Your task: Set each record down exactly, excluding all images.

-------- Provided data

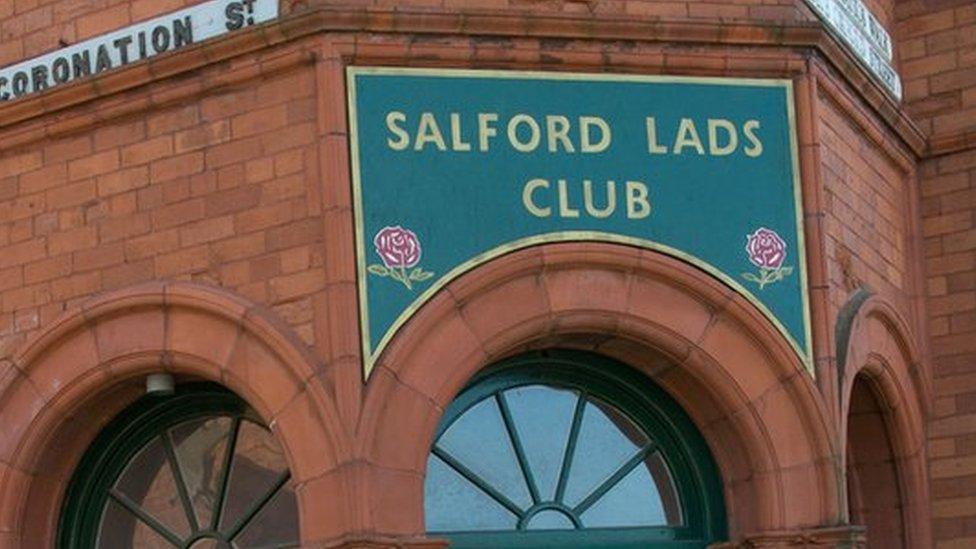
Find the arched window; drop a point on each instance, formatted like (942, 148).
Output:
(570, 449)
(197, 469)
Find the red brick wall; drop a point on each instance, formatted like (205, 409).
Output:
(866, 199)
(938, 64)
(32, 27)
(220, 189)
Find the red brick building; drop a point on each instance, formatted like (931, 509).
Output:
(192, 214)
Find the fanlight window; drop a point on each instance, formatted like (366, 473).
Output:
(536, 457)
(171, 474)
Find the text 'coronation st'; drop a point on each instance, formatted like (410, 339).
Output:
(557, 134)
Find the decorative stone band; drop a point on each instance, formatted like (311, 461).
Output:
(860, 31)
(846, 536)
(131, 44)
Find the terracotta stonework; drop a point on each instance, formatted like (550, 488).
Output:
(192, 214)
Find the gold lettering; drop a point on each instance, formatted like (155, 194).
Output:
(591, 209)
(557, 129)
(732, 137)
(484, 130)
(403, 138)
(638, 206)
(534, 133)
(530, 204)
(586, 144)
(687, 137)
(456, 143)
(749, 129)
(564, 209)
(428, 132)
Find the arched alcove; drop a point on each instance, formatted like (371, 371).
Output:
(81, 371)
(874, 493)
(885, 398)
(727, 367)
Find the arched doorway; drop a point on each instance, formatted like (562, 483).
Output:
(194, 469)
(570, 449)
(697, 340)
(874, 492)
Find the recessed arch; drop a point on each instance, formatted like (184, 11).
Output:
(881, 361)
(730, 370)
(66, 383)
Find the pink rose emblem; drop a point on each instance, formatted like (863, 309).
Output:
(397, 247)
(400, 251)
(767, 251)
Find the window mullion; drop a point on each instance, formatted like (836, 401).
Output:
(570, 447)
(479, 482)
(225, 474)
(517, 446)
(146, 518)
(612, 481)
(256, 507)
(180, 483)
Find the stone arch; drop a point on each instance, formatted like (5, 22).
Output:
(735, 375)
(68, 381)
(878, 353)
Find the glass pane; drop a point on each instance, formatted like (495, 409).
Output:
(453, 503)
(543, 417)
(666, 489)
(200, 448)
(634, 501)
(257, 465)
(210, 543)
(120, 529)
(276, 525)
(550, 519)
(607, 439)
(479, 440)
(148, 481)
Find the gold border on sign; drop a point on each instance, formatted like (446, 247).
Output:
(805, 352)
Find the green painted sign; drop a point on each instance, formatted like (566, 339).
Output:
(452, 168)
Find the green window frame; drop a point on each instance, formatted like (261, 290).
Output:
(150, 419)
(593, 378)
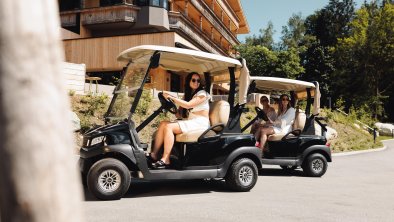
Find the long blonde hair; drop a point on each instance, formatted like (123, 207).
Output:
(281, 108)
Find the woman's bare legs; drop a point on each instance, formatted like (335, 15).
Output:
(265, 132)
(169, 130)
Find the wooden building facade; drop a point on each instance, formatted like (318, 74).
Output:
(94, 32)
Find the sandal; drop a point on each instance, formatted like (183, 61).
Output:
(150, 160)
(160, 165)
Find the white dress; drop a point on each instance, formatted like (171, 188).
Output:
(196, 122)
(284, 122)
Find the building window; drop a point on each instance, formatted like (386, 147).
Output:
(67, 5)
(110, 2)
(154, 3)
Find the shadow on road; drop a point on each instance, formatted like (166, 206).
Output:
(141, 189)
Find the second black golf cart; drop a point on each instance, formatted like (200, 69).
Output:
(112, 154)
(300, 147)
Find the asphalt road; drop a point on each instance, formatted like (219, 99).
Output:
(355, 188)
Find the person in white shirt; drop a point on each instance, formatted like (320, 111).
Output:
(282, 124)
(197, 101)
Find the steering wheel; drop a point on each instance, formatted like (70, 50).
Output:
(167, 104)
(261, 114)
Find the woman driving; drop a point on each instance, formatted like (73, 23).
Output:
(271, 115)
(282, 124)
(197, 101)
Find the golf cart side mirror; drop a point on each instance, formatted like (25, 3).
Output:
(155, 59)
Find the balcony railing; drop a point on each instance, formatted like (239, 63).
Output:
(181, 23)
(68, 19)
(111, 14)
(217, 23)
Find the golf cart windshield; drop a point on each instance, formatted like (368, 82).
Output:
(301, 89)
(126, 90)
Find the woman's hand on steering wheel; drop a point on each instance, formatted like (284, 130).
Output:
(167, 103)
(261, 114)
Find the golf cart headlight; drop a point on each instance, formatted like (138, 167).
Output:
(97, 140)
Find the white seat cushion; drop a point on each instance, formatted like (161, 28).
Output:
(219, 112)
(191, 136)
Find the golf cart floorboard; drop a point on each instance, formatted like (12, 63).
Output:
(287, 162)
(181, 174)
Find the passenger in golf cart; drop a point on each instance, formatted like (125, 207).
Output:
(113, 154)
(195, 108)
(299, 146)
(281, 125)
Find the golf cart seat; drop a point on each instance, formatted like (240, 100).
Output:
(219, 112)
(299, 123)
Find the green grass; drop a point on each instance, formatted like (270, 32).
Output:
(350, 137)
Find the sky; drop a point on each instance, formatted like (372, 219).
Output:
(260, 12)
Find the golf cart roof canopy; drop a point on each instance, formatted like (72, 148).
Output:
(281, 84)
(178, 59)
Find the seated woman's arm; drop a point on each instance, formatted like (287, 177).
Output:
(187, 105)
(287, 118)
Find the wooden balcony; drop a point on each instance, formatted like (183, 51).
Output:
(192, 31)
(216, 22)
(119, 15)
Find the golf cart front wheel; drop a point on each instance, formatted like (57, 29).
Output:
(242, 175)
(108, 179)
(315, 165)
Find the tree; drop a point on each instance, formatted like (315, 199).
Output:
(294, 34)
(265, 62)
(264, 39)
(369, 56)
(331, 22)
(39, 180)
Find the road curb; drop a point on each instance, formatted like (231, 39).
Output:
(359, 152)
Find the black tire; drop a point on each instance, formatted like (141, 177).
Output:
(288, 168)
(108, 179)
(84, 180)
(315, 165)
(242, 175)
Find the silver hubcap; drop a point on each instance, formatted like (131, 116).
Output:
(317, 165)
(246, 175)
(109, 181)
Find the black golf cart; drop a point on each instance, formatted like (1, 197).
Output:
(113, 154)
(300, 147)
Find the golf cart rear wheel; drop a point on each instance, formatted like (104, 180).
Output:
(108, 179)
(242, 175)
(315, 165)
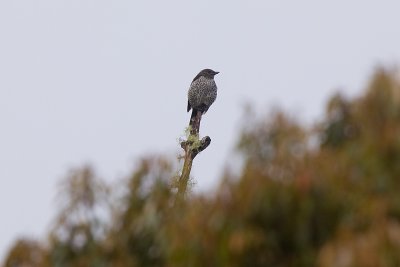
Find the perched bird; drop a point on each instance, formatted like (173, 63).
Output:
(202, 92)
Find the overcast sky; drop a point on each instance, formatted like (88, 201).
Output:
(105, 82)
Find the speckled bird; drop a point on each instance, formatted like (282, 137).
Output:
(202, 92)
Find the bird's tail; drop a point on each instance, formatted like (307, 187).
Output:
(193, 118)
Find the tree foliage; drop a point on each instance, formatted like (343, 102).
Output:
(306, 196)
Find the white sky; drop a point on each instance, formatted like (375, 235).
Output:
(104, 82)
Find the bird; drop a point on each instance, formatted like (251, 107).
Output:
(202, 93)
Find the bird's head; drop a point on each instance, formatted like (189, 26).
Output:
(207, 73)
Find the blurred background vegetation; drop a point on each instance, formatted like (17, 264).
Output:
(325, 195)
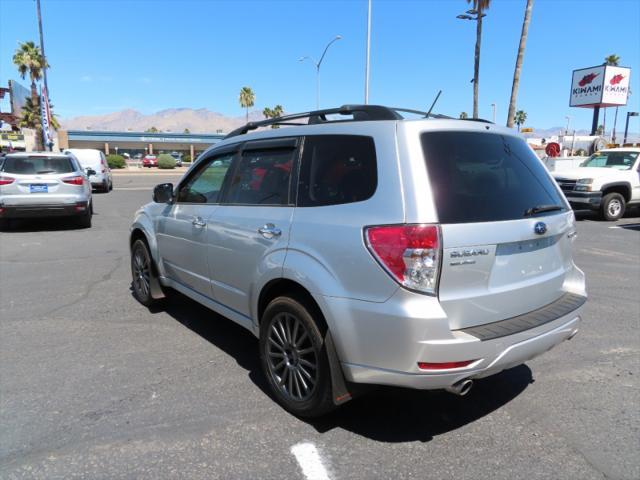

----------------

Completed exercise:
Find the arched window; drop a point on each instance, formatted like (942, 148).
Output:
(570, 449)
(197, 469)
Find the red brick wall; drop a point on each instance, formatted like (205, 409).
Output:
(866, 199)
(938, 64)
(32, 27)
(220, 189)
Find the red brick building; drop a point on each instance, formatted like (931, 509).
Output:
(192, 214)
Find the fanlight window; drop a point on each instance, formatted like (366, 473).
Output:
(536, 457)
(171, 474)
Find the text 'coronation st'; drop a point on each instance, formatted like (410, 339).
Output:
(557, 134)
Find the decorative stone band; drop a point on each instance, formatted like (311, 461).
Output:
(860, 31)
(846, 536)
(131, 44)
Find the terracotta stonework; drop a point on each instance, formatted like (550, 488).
Output:
(192, 214)
Find the gold lettering; drop a point on each instance, formatted like (155, 194).
Output:
(591, 209)
(557, 129)
(732, 137)
(484, 130)
(403, 138)
(638, 206)
(534, 133)
(530, 204)
(586, 144)
(687, 137)
(456, 143)
(749, 129)
(564, 209)
(428, 132)
Find the arched alcove; drop a point on each instance, formatted like (371, 371).
Output:
(81, 371)
(874, 493)
(885, 398)
(727, 367)
Find the arched doorway; drop a point on each instance, formatted like (562, 483).
Output:
(194, 469)
(570, 449)
(697, 340)
(874, 492)
Find the recessed arch; drop a point on each instance, formatted like (184, 11).
Output:
(881, 361)
(730, 370)
(66, 383)
Find the pink rose emblem; drop a point on each instance, formatted like (863, 309).
Output:
(397, 247)
(400, 251)
(767, 251)
Find the window mullion; drop a point on each instance, formatted like (836, 401).
Output:
(570, 447)
(479, 482)
(225, 474)
(517, 446)
(146, 518)
(612, 481)
(256, 507)
(180, 483)
Find the stone arch; drop a point on each instance, formatted like (5, 22).
Output:
(735, 375)
(68, 381)
(878, 353)
Find the glass pane; drop a point on each instance, formatted like (495, 409).
Output:
(453, 503)
(543, 417)
(666, 489)
(200, 448)
(634, 501)
(257, 465)
(210, 543)
(120, 529)
(276, 525)
(550, 519)
(607, 439)
(479, 440)
(148, 481)
Find the gold border on sign; drop a point on each instance, formatted like (446, 247).
Output:
(805, 352)
Find the green painted sign; drop a point on each instance, formatted like (566, 339).
Output:
(452, 168)
Find the green window frame; drop a point on each instance, formatted like (261, 290).
Output:
(150, 419)
(593, 378)
Find the long blonde hair; drop a point on each instance, formatted like (123, 207).
Output:
(281, 108)
Find the woman's bare legs; drop a point on each instance, formatted like (335, 15).
Output:
(265, 132)
(169, 130)
Find the wooden building facade; drop a point on each instance, formatted like (318, 74).
Output:
(94, 32)
Find the sandal; drop a point on each instance, formatted like (183, 61).
Output:
(150, 160)
(160, 165)
Find the white dress; drop a point on each instance, formatted like (171, 188).
Output:
(196, 122)
(284, 122)
Find the building window; drop a point on each instance, formatted like (386, 147).
Output:
(67, 5)
(110, 2)
(154, 3)
Find the shadow on road; drop a point on each instance, formatted like (166, 206).
Output:
(141, 189)
Find the second black golf cart; drop a point on each instance, formatted like (200, 69).
Output:
(112, 154)
(300, 147)
Find the asphalt road; drop a point on each instance, formatted like (219, 99).
Output:
(355, 188)
Find the person in white shirt; drop a point on each instance, formatted like (320, 111).
Output:
(282, 124)
(197, 101)
Find the steering wheel; drop a point on each instance, formatted like (70, 50).
Output:
(167, 104)
(261, 114)
Find the woman driving; drop a point on each instance, formatted like (73, 23).
Output:
(271, 115)
(282, 124)
(197, 101)
Find the golf cart side mirror; drop a point on each instance, formatted like (25, 3).
Output:
(155, 59)
Find the balcony railing; drop a point on each instance, formatted like (239, 63).
Output:
(181, 23)
(68, 19)
(111, 14)
(217, 23)
Find the golf cart windshield; drop a point on each instance, formatted like (368, 82).
Output:
(301, 89)
(126, 90)
Find the woman's hand on steering wheel; drop a point on each instance, formatted like (284, 130).
Output:
(167, 103)
(261, 114)
Find the golf cart headlight; drop a point on each instance, formatted like (138, 167).
Output:
(97, 140)
Find the white seat cushion; drop a point on each instance, formatted like (161, 28).
Output:
(219, 112)
(191, 136)
Find the golf cart floorboard; drop a point on each instance, formatted like (12, 63).
Output:
(287, 162)
(181, 174)
Find the passenger in golf cart; drop a point on each instance, formatted like (125, 207).
Output:
(113, 154)
(195, 108)
(299, 146)
(281, 125)
Find the golf cart seat; drop a point on each instance, formatted like (240, 100).
Output:
(219, 112)
(299, 123)
Find the green grass; drop a point on each instance, formatted like (270, 32).
Output:
(350, 137)
Find the sky; drop a point on each instance, formatted like (372, 219).
Output:
(260, 12)
Find the golf cart roof canopy; drop a point on each instance, formatted like (72, 148).
Output:
(281, 84)
(178, 59)
Find the seated woman's arm; drop a point on each instance, formatted like (287, 177).
Output:
(187, 105)
(287, 118)
Find the wooden balcony; drop a point on each instance, formatted like (183, 51).
Output:
(192, 31)
(216, 22)
(119, 15)
Find the golf cart front wheel; drop a point on each instance, formatted like (57, 29).
Output:
(242, 175)
(108, 179)
(315, 165)
Find the tree; drop a point on each instance, formatted like (315, 199).
Output:
(294, 34)
(265, 62)
(264, 39)
(369, 56)
(331, 22)
(39, 180)
Find the road curb; drop a point on each instance, formatted like (231, 39).
Output:
(359, 152)
Find the black tire; drop a point on each instance, formatted like (141, 177).
Output:
(288, 168)
(108, 179)
(84, 180)
(315, 165)
(242, 175)
Find the silver hubcap; drop a point on each instance, formatted like (131, 116).
Output:
(317, 165)
(246, 175)
(109, 181)
Find the black golf cart; drop a point on each instance, formatted like (1, 197).
Output:
(113, 154)
(300, 147)
Find the golf cart rear wheel; drop a point on each instance, formatted like (104, 180).
Output:
(108, 179)
(242, 175)
(315, 165)
Find the perched bird; drop a point on each instance, formatted like (173, 63).
Output:
(202, 92)
Find the overcast sky; drop a point on each instance, formatted like (88, 201).
Output:
(105, 82)
Find the speckled bird; drop a point on each instance, formatted like (282, 137).
Output:
(202, 92)
Find the bird's tail; drop a point on each instance, formatted like (307, 187).
Output:
(193, 118)
Find the tree foliage; drop a point on each instance, formatted like (343, 102).
Output:
(306, 196)
Find the white sky; drop a point on each instance, formatted like (375, 235).
Output:
(104, 82)
Find the bird; drop a point on each instance, formatted like (251, 107).
Output:
(202, 93)
Find the bird's head; drop a point on each instance, formatted like (189, 26).
Output:
(207, 73)
Find the blurred background vegetation; drop a point on each instance, formatted like (17, 264).
Output:
(325, 195)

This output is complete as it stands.